* _Short exercise a_
Copy out the part of the interference question that begins at the words "- They should maintain" and stops after "(i) has frequency \(\omega\).", substituting "equal amplitudes" for "comparable amplitudes".

* _Passage to read_

##############################

Question

Four light sources produce the following four waves: (i) \(y_1 = a\sin(\omega t + \phi_1)\) (ii) \(y_2 = a\sin 2\omega t\) (iii) \(y_3 = a\sin(\omega t + \phi_2)\) (iv) \(y_4 = a\sin(3\omega t + \phi_1)\) Superposition of which two waves give rise to interference?

• A. (i) and (ii)
• B. (ii) and (iii)
• C. (i) and (iii)
• D. (iii) and (iv)

Hint:

Interference requires same frequency and constant phase difference. Waves of different frequencies do not give stable interference.

Answer 1

The Correct Option is C

Step 1: Condition for interference.
For sustained interference:
- Two waves must have same frequency.
- They should maintain a constant phase difference.
- They should have comparable amplitudes.
Step 2: Compare frequencies of given waves.
(i) has frequency \(\omega\).
(ii) has frequency \(2\omega\).
(iii) has frequency \(\omega\).
(iv) has frequency \(3\omega\).
Step 3: Select pair with same frequency.
Only (i) and (iii) have same angular frequency \(\omega\).
They can maintain constant phase difference \((\phi_2-\phi_1)\).
Hence, they produce interference.
Final Answer: \[ \boxed{\text{(i) and (iii)}} \]

##############################

* _Short exercise b_
Retype the records from the line that has "Worksheet Problem 2: The image above contains the white chair." through the line that has "389, 60, 413, 75", keeping every line unchanged.

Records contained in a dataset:
##############################

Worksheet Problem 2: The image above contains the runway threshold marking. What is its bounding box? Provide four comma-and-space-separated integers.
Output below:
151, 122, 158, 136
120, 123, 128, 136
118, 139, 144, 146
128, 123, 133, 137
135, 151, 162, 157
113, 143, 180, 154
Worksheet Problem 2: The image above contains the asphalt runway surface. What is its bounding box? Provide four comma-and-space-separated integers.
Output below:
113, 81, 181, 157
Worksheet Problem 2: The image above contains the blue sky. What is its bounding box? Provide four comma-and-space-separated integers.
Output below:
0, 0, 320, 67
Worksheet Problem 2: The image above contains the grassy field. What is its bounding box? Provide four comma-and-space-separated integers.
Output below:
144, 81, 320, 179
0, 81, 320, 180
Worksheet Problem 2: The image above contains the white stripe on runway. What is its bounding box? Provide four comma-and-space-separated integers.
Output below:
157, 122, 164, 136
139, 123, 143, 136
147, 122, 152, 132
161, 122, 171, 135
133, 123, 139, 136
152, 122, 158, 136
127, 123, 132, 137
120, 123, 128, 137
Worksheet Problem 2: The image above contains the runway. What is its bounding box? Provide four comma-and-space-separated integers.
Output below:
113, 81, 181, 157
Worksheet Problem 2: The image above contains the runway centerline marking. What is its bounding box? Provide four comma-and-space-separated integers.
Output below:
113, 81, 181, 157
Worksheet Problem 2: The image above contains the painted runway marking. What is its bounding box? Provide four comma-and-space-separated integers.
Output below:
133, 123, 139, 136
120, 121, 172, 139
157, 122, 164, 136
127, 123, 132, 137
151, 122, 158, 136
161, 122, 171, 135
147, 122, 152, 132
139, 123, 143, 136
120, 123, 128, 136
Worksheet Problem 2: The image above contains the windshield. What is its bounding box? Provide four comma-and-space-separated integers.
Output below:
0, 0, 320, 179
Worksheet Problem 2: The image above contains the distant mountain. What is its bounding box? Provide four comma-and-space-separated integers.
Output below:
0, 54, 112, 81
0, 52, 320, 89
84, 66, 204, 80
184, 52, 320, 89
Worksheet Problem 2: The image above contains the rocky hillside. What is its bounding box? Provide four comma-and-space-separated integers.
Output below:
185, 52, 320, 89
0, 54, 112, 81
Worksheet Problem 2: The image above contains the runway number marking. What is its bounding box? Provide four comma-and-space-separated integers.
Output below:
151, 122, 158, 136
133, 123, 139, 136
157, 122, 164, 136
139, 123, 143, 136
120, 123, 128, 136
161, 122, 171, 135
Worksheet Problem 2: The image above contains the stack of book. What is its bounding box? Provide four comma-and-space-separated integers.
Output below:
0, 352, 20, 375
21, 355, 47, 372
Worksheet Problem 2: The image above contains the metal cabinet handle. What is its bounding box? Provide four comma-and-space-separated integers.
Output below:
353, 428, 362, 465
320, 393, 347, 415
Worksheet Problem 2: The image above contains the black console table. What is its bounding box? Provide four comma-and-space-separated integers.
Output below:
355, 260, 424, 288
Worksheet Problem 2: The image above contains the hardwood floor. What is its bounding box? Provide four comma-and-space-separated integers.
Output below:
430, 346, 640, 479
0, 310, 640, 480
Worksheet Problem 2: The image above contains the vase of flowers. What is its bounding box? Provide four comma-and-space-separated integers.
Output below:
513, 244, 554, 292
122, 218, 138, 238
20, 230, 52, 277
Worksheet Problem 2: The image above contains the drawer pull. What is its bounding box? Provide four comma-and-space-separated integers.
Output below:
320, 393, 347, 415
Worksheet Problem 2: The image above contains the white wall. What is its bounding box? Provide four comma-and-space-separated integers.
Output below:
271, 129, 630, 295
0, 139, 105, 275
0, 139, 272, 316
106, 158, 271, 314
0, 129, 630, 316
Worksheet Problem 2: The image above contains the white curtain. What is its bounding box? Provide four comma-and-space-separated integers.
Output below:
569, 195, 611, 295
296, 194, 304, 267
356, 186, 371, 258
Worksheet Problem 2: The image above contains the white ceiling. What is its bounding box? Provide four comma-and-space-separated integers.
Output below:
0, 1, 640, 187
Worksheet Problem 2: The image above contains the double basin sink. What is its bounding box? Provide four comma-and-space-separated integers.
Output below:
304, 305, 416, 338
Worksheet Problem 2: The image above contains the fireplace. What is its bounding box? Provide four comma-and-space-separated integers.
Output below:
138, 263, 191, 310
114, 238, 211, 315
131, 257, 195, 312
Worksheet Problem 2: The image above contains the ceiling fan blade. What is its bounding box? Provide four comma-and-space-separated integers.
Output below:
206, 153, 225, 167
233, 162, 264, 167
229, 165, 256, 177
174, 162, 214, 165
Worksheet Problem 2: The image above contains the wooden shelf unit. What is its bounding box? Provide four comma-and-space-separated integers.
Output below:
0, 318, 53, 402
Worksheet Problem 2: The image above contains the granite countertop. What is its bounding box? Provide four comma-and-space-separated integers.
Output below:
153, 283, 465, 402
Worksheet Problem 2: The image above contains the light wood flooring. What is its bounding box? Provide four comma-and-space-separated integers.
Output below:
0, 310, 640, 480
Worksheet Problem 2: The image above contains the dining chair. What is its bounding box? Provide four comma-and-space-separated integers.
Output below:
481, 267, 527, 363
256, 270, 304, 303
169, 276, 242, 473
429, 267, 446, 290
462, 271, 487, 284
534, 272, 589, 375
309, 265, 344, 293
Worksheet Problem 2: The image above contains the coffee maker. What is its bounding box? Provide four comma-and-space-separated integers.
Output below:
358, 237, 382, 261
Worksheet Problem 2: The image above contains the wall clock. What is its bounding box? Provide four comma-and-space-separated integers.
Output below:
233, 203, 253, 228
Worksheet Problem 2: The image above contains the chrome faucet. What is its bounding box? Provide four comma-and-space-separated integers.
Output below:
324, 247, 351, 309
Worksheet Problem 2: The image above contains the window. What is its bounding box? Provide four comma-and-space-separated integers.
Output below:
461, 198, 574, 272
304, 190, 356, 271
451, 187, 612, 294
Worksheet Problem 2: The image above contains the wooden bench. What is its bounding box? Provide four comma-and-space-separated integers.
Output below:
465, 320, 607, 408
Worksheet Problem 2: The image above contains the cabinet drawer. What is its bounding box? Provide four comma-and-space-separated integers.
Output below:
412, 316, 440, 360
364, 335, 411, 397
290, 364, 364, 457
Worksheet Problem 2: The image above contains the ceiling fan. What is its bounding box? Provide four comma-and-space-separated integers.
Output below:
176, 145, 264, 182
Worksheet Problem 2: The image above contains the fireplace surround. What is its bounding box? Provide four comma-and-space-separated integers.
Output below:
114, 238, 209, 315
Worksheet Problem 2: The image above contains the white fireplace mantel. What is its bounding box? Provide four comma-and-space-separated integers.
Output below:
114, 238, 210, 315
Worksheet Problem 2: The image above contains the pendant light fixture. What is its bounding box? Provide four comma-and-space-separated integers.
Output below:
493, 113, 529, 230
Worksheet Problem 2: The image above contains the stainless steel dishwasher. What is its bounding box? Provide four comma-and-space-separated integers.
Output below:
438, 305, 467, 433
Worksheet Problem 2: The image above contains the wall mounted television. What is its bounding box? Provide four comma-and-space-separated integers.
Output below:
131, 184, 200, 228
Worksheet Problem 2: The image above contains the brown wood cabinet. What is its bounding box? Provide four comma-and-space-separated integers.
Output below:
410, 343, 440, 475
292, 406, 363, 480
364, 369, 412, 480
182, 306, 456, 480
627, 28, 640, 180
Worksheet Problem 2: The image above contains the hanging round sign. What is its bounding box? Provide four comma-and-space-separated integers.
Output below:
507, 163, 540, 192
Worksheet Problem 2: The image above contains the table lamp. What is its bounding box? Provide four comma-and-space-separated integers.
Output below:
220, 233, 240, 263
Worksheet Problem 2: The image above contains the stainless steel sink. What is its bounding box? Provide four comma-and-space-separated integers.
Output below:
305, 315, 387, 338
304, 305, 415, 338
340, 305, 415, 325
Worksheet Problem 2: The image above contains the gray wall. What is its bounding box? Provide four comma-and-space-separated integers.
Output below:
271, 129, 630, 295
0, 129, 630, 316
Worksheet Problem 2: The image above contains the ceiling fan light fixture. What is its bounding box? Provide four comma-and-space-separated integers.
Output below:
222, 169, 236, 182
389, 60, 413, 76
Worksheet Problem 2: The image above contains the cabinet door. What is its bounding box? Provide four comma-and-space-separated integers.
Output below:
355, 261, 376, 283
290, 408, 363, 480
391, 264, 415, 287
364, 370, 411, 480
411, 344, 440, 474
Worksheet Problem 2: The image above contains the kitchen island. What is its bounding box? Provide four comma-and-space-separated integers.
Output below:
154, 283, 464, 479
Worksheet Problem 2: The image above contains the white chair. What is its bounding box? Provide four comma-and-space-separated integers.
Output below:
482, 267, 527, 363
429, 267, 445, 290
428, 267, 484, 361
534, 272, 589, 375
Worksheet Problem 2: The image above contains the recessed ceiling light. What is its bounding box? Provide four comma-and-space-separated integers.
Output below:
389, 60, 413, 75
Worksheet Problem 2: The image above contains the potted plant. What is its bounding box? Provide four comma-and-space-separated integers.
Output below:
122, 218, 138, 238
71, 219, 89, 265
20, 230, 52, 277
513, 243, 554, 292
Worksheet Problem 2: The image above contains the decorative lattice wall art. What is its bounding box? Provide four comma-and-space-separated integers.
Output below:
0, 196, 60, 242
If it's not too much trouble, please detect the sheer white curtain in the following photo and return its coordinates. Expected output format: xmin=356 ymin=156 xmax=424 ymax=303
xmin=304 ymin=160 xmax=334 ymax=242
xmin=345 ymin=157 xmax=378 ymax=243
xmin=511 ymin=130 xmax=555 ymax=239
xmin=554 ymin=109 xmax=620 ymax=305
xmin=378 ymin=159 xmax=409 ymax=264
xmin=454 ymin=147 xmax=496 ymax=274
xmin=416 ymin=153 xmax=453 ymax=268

##############################

* _Response a_
- They should maintain a constant phase difference.
- They should have equal amplitudes.
Step 2: Compare frequencies of given waves.
(i) has frequency \(\omega\).

* _Response b_
Worksheet Problem 2: The image above contains the white chair. What is its bounding box? Provide four comma-and-space-separated integers.
Output below:
482, 267, 527, 363
429, 267, 445, 290
428, 267, 484, 361
534, 272, 589, 375
Worksheet Problem 2: The image above contains the recessed ceiling light. What is its bounding box? Provide four comma-and-space-separated integers.
Output below:
389, 60, 413, 75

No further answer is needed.